• **Information shown**:
◆ ◆ ◆

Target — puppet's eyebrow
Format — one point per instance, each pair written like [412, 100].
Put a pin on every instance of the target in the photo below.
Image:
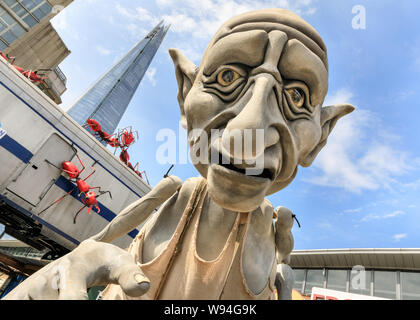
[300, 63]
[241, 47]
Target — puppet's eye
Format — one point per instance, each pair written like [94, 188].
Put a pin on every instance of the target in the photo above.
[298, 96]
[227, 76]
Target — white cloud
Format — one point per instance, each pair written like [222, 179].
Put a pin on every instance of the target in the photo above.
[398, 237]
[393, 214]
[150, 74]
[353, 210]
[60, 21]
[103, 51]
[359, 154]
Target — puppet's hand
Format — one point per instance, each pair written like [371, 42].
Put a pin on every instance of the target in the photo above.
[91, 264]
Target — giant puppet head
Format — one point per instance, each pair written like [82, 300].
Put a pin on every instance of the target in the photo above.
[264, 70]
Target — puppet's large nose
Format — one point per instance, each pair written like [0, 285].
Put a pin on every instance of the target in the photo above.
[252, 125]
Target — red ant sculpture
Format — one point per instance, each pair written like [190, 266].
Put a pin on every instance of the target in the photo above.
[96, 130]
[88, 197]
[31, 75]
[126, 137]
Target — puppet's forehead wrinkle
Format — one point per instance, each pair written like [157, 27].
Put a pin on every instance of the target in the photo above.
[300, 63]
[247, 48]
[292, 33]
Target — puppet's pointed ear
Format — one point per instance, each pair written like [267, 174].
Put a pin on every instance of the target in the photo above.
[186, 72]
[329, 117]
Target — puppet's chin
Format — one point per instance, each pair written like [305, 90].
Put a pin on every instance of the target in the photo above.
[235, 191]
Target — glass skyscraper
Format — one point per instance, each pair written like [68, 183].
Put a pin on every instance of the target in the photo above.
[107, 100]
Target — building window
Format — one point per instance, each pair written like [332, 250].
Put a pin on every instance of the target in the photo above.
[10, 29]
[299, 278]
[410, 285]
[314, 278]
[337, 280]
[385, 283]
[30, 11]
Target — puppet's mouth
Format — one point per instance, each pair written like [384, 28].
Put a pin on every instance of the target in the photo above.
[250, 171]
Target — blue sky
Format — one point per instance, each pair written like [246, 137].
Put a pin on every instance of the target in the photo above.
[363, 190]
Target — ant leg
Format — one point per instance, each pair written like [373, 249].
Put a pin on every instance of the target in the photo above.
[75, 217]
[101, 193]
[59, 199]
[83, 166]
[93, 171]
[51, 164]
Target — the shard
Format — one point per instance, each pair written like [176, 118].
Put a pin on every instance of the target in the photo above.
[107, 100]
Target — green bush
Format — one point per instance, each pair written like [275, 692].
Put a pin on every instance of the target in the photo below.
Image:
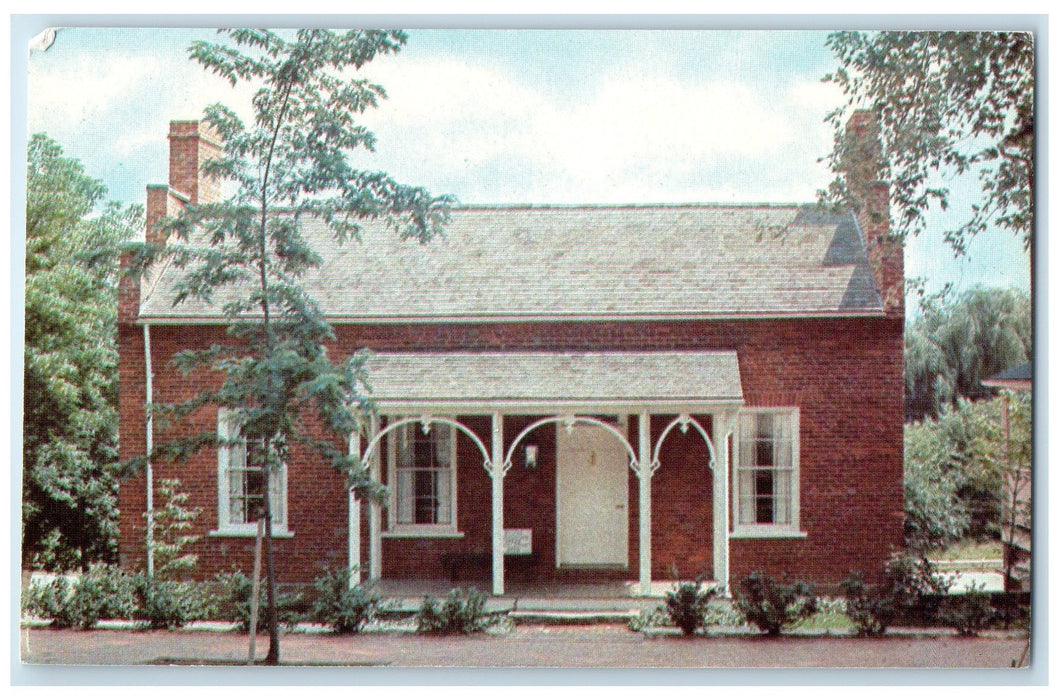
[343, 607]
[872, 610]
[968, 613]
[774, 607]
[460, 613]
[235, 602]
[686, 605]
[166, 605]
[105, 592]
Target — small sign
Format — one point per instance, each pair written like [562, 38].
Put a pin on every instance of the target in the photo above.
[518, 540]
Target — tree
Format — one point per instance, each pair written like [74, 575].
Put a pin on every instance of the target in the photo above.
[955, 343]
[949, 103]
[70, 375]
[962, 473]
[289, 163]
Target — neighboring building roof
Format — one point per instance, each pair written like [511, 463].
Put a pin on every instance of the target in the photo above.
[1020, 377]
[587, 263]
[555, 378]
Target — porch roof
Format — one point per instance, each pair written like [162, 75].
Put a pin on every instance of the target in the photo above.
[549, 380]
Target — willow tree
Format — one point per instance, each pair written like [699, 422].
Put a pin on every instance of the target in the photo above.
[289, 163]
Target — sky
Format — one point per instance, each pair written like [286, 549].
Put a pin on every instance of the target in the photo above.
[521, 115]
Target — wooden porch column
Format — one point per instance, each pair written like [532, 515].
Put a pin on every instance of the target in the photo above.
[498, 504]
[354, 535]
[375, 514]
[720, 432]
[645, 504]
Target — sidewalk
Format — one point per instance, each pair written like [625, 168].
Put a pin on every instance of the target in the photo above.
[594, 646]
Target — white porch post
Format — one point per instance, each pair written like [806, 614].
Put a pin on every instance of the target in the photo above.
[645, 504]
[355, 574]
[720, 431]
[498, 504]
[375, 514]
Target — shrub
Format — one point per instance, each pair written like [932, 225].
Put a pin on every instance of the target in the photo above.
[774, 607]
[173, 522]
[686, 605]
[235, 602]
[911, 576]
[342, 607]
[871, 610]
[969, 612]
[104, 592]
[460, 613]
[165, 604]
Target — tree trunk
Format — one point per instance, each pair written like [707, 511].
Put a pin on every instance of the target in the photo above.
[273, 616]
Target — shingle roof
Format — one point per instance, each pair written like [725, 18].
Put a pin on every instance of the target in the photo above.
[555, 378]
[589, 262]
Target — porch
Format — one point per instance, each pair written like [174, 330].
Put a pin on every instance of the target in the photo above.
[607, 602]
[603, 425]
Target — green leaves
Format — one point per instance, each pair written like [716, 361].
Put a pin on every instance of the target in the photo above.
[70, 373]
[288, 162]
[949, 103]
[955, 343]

◆ ◆ ◆

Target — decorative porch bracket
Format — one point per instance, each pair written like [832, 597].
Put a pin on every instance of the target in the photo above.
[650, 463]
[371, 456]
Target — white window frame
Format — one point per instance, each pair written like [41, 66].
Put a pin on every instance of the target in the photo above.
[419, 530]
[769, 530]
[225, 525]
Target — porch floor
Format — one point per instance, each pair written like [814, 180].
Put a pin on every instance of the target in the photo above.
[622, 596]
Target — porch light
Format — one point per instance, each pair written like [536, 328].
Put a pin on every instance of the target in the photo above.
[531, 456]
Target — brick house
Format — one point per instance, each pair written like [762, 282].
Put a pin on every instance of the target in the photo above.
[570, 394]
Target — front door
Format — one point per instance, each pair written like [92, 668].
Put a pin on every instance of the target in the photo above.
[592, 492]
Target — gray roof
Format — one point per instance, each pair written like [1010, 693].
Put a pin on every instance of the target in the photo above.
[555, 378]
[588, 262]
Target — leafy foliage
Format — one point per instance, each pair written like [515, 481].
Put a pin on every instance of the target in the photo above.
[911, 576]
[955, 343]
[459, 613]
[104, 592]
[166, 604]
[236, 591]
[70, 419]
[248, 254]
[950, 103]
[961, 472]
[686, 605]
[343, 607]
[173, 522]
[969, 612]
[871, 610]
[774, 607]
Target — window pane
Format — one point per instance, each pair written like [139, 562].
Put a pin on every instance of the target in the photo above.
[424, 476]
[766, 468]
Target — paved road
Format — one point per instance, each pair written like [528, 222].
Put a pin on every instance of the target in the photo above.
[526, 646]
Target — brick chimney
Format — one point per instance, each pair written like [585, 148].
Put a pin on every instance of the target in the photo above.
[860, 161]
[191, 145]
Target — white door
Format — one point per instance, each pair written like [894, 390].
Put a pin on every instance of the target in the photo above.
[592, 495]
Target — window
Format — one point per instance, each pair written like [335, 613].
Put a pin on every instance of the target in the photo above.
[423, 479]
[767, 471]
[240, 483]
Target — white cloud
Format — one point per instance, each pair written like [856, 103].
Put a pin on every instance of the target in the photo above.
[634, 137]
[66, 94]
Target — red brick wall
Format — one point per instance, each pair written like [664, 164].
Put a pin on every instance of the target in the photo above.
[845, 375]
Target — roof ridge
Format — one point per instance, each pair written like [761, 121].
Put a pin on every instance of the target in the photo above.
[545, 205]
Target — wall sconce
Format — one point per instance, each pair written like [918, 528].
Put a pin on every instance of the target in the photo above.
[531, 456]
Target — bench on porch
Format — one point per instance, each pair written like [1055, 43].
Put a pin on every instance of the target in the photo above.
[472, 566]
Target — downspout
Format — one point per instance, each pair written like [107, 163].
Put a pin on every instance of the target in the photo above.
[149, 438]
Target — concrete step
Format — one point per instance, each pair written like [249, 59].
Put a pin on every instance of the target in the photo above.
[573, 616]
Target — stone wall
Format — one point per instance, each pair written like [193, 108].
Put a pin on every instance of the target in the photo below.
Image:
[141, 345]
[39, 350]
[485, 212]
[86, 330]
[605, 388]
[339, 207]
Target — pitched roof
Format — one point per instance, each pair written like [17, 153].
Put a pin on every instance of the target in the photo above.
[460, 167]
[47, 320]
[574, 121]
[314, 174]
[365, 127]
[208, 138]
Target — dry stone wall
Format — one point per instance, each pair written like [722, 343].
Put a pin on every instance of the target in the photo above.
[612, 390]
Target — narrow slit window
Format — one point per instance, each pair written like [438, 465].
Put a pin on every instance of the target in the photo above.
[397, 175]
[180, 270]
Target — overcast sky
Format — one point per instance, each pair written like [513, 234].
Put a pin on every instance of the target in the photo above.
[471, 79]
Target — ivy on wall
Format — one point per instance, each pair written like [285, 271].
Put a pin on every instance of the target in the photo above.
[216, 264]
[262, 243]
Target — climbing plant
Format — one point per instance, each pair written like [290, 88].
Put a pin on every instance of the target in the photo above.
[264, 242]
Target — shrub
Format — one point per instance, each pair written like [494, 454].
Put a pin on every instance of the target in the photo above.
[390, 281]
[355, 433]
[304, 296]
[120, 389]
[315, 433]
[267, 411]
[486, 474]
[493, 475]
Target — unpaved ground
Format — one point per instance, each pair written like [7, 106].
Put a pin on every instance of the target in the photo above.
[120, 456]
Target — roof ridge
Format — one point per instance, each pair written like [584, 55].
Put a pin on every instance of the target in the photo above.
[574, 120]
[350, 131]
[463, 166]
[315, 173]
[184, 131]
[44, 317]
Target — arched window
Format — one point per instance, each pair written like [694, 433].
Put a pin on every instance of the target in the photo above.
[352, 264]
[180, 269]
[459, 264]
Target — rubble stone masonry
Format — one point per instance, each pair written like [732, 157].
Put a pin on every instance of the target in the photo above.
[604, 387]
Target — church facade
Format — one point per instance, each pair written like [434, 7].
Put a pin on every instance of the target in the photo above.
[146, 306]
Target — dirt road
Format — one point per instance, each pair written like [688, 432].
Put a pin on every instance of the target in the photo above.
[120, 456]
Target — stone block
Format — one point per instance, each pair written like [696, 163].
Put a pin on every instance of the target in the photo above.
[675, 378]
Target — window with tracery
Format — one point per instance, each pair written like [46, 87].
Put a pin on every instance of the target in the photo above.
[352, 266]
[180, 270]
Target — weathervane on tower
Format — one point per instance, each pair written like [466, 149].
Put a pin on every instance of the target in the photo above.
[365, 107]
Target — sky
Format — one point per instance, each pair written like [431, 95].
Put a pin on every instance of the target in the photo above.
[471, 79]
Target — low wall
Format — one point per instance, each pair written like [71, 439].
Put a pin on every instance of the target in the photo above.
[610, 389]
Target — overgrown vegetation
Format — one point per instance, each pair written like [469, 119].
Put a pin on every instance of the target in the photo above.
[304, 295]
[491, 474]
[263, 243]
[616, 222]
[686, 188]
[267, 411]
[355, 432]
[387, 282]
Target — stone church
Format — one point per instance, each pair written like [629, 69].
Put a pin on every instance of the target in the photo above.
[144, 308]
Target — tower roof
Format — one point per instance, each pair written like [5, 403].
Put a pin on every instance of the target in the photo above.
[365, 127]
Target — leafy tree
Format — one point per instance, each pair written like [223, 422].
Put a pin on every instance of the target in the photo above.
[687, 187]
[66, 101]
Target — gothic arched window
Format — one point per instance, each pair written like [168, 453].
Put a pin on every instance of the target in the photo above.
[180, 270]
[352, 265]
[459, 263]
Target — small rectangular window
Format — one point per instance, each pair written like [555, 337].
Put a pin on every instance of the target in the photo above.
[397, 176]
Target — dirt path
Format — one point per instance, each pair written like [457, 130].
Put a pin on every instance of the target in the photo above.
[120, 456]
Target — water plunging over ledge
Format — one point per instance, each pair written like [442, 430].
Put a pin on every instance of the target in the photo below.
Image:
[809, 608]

◆ ◆ ◆

• **Exercise goal**: Please gather every line of the listing above that contains the string "puppet", and copy each one in full. Case counts.

• **Full response**:
Target — puppet's eyebrow
Target — puppet's eye
Target — puppet's hand
Target — giant puppet head
Target — puppet's large nose
Target — puppet's forehead wrinkle
Target — puppet's pointed ear
Target — puppet's chin
Target — puppet's mouth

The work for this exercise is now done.